» **SET TASK**
Copy each of the following items word for word, leaving every line unchanged.

── THE DATA

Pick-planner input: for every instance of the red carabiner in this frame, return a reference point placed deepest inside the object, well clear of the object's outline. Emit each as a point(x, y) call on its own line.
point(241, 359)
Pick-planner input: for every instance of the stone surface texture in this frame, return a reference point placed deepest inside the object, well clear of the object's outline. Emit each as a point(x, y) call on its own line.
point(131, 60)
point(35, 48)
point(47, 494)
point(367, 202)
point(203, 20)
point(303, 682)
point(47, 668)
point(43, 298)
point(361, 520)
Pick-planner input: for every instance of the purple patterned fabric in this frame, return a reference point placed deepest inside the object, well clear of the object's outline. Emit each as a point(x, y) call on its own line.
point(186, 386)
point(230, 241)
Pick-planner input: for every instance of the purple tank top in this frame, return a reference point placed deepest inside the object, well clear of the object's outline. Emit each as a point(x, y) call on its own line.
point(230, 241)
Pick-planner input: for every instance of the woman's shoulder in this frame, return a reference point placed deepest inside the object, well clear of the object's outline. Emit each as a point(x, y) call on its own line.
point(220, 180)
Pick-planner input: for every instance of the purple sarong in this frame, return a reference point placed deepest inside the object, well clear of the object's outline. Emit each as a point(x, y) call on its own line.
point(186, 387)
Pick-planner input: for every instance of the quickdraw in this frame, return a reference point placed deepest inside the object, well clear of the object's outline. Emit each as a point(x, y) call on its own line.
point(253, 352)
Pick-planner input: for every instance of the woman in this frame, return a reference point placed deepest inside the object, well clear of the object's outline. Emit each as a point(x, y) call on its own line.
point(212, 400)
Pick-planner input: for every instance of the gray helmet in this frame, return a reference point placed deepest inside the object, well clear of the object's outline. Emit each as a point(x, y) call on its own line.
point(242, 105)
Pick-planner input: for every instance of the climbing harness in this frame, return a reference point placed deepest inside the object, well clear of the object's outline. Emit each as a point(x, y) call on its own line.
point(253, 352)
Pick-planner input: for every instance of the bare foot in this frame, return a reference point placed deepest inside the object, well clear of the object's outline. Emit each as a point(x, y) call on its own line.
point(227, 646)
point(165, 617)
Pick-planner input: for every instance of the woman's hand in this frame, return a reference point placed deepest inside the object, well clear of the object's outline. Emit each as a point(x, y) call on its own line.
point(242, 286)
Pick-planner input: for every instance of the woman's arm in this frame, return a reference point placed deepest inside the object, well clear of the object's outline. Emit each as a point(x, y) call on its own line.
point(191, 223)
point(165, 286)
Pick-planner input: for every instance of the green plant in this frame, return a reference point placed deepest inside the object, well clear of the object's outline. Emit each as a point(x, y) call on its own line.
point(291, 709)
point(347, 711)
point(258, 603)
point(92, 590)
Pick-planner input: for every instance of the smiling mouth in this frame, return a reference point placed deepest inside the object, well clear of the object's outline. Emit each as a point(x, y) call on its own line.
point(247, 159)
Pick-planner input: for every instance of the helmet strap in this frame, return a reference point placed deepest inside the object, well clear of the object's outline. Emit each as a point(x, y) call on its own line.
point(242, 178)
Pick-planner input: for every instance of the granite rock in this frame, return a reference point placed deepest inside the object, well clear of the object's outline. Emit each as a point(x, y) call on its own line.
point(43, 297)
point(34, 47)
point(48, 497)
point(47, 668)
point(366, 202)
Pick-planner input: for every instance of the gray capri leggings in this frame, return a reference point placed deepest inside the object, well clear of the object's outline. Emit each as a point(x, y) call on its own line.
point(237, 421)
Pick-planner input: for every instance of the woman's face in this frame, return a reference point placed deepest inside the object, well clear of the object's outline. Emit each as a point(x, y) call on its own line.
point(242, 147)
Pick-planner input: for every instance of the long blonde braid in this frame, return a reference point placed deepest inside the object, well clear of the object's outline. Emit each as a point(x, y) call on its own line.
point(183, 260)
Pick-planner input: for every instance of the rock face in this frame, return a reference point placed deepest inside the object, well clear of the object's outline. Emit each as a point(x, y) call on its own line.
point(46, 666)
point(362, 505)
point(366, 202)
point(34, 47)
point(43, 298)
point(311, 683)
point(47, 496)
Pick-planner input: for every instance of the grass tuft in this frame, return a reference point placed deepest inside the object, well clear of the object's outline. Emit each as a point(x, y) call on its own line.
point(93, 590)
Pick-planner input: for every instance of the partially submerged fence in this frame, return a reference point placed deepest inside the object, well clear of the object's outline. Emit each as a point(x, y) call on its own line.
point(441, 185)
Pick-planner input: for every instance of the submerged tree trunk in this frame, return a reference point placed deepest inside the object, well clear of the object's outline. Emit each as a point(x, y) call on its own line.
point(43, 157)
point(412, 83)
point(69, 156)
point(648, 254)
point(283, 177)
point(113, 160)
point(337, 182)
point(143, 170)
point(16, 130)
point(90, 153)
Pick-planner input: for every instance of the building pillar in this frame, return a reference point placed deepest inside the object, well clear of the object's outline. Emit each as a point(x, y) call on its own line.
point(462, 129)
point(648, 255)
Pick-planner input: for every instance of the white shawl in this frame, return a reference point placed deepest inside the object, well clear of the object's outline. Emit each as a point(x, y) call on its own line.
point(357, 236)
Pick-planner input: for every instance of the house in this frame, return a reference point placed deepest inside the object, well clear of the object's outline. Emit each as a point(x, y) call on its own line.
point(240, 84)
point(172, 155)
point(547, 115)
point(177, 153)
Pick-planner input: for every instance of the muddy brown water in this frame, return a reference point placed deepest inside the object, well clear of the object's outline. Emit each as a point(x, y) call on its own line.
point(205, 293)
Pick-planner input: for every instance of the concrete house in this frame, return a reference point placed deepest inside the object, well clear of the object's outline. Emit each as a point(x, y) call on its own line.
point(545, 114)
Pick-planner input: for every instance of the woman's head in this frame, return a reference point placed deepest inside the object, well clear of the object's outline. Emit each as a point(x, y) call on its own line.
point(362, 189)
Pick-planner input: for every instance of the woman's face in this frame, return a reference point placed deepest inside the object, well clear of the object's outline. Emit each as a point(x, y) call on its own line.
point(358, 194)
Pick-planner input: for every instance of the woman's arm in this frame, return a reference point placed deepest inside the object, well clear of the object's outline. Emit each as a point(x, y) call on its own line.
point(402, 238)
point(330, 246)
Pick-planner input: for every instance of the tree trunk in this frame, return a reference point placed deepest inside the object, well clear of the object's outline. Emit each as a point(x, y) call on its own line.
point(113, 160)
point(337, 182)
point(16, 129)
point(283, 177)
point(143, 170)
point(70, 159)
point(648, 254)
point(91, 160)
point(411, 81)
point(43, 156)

────

» **SOLUTION TO THIS EXERCISE**
Pick-planner input: for every instance of the red carabiner in this frame, return a reference point placed deepest inside the object, well clear of the object's outline. Emit each as a point(x, y) call on its own line.
point(241, 359)
Pick-planner input: for every instance of the stone surface texture in this frame, return a reference point placed deepest inside the object, well clear of the object's outline. Emit each as a point(x, y) call on its own line.
point(131, 60)
point(35, 48)
point(47, 494)
point(367, 202)
point(203, 20)
point(303, 682)
point(47, 668)
point(43, 298)
point(361, 520)
Pick-planner input: for every instance of the purple patterned fabric in this frame, return a reference point placed deepest inside the object, well clear of the object's outline. Emit each as a point(x, y) call on its own line.
point(186, 386)
point(230, 241)
Pick-planner input: for every instance of the purple tank top in this frame, return a reference point placed deepest inside the object, well clear of the object's outline. Emit each as a point(x, y) call on its own line.
point(230, 241)
Pick-planner input: for every instance of the woman's shoulder in this frame, return a reference point placed deepest inside the object, well clear of the object's outline. Emit each as a point(x, y) call on its own line.
point(220, 180)
Pick-planner input: for every instance of the purple sarong in this frame, return a reference point placed deepest inside the object, well clear of the object's outline. Emit each as a point(x, y) call on its own line.
point(186, 387)
Pick-planner input: for every instance of the quickdraw in this frame, return a reference point placed deepest inside the object, well clear of the object's outline. Emit each as a point(x, y) call on its own line.
point(253, 352)
Pick-planner input: for every instance of the woman in this frame, return a reference point placed deepest inside the object, well clear of the object's outline. Emit each as a point(x, y) call on its own line.
point(212, 400)
Pick-planner input: for every instance of the gray helmet in this frame, return a reference point placed deepest inside the object, well clear of the object's outline. Emit each as a point(x, y) call on its own line.
point(242, 105)
Pick-planner input: for every instance of the climbing harness in this frame, return a reference point placed deepest inside the object, well clear of the object's outline. Emit each as a point(x, y) call on its own line.
point(253, 352)
Pick-planner input: for every instance of the bare foot in this frame, return a reference point placed deepest inside the object, well clear of the object's outline. Emit each as a point(x, y) call on its own line.
point(227, 646)
point(165, 617)
Pick-planner input: for every instance of the woman's hand in this frame, return a reference point placed deepest inside the object, well clear of the object's outline. Emit each as a point(x, y) call on its own line.
point(242, 286)
Pick-planner input: for every instance of the woman's arm in this frame, return a reference point placed deepest inside the object, well clear of the object's outline. Emit each as a point(x, y) call on its own line.
point(191, 223)
point(165, 286)
Pick-planner input: for every instance of the green plant in this frame, return a reference point placed deepest inside the object, well clear of the object's outline. Emit each as a point(x, y) call on its own line.
point(291, 709)
point(347, 711)
point(258, 603)
point(92, 590)
Pick-planner input: for every instance of the smiling mouth in this frame, return a reference point placed deepest inside the object, well clear of the object's outline. Emit each as a point(x, y) call on its own line.
point(247, 159)
Pick-planner input: for every instance of the helmet strap in this frame, return a reference point placed deepest inside the object, well clear of the object's outline. Emit each as a point(x, y) call on its own line.
point(242, 178)
Pick-planner input: for every instance of the granite rock in this frame, return a reference point placed deepest inside the object, well clear of the object's outline. Emit each as a point(x, y) call on its own line.
point(43, 297)
point(34, 47)
point(48, 497)
point(47, 668)
point(366, 202)
Pick-planner input: for every instance of the gray capri leggings in this frame, return a reference point placed deepest inside the object, well clear of the object's outline. Emit each as a point(x, y) call on its own line.
point(237, 421)
Pick-planner input: for every instance of the woman's face in this frame, return a reference point placed deepest inside the object, well clear of the object's outline. Emit each as a point(x, y) call on its own line.
point(242, 147)
Pick-planner input: for every instance of the long blonde braid in this frame, return a reference point placed deepest inside the object, well clear of the object's outline. Emit each as a point(x, y) call on its own line.
point(183, 260)
Pick-planner input: for every instance of the rock face in this frame, return a reference point placed deepest inside the object, well clear of the object's outline. Emit each as a point(x, y) call on its own line.
point(46, 666)
point(362, 505)
point(366, 202)
point(34, 47)
point(43, 298)
point(311, 683)
point(47, 496)
Pick-planner input: for every instance of the grass tuft in this frame, return a reference point placed deepest inside the object, well clear of the object's outline. Emit each as a point(x, y) call on its own line.
point(93, 590)
Pick-planner input: for every instance of the partially submerged fence in this frame, return a reference point placed deepest inside the object, well clear of the object's outline. Emit each as a point(x, y) call on its own line.
point(441, 185)
Pick-planner input: for every instance of the submerged tree trunk in this frame, return a reference point placed deepest inside the object, well clear of the object's outline. Emit each as a point(x, y) call on its own line.
point(43, 157)
point(412, 83)
point(69, 156)
point(648, 254)
point(283, 177)
point(113, 160)
point(337, 182)
point(143, 170)
point(16, 130)
point(90, 153)
Pick-planner input: for every instance of the building pillar in this frame, return a reference point placed deepest inside the object, well clear of the object's outline. Emit each as a point(x, y) call on its own line.
point(462, 129)
point(648, 255)
Pick-planner input: for every instance of the white shawl in this frame, return a reference point placed deepest inside the object, well clear of the object's outline. Emit each as a point(x, y) call on its own line.
point(357, 236)
Pick-planner input: for every instance of the house in this frame, return a reference point placed deepest inside the object, well clear of the object's outline. Emit each as a point(x, y) call on its own line.
point(240, 84)
point(172, 155)
point(547, 115)
point(177, 153)
Pick-planner input: for every instance of the muddy brown water in this frame, return a reference point placed deepest inside the object, well clear of the object's outline. Emit each as a point(x, y) call on its own line.
point(205, 293)
Pick-planner input: for every instance of the concrete house in this frame, return a reference point placed deepest inside the object, well clear of the object's outline. Emit each as a point(x, y) call on its own line.
point(545, 114)
Pick-planner input: for every instance of the woman's head in this frame, return a reference point placed deepest inside the object, well clear of the object's outline. Emit each as a point(x, y) call on its own line.
point(362, 189)
Pick-planner input: for every instance of the woman's face in this frame, return a reference point placed deepest inside the object, well clear of the object's outline. Emit each as a point(x, y) call on its own line.
point(358, 194)
Pick-planner input: for every instance of the woman's arm in this frame, return a reference point placed deepest inside the object, well clear of the object's outline. Emit each as a point(x, y) call on its own line.
point(402, 238)
point(330, 246)
Pick-planner input: for every instance of the tree trunk in this frame, return a reference point placed deepest inside the object, well clear of the object's outline. Emit each as a point(x, y) call on its own line.
point(113, 160)
point(337, 182)
point(16, 129)
point(283, 177)
point(143, 170)
point(70, 159)
point(648, 254)
point(91, 160)
point(411, 81)
point(43, 156)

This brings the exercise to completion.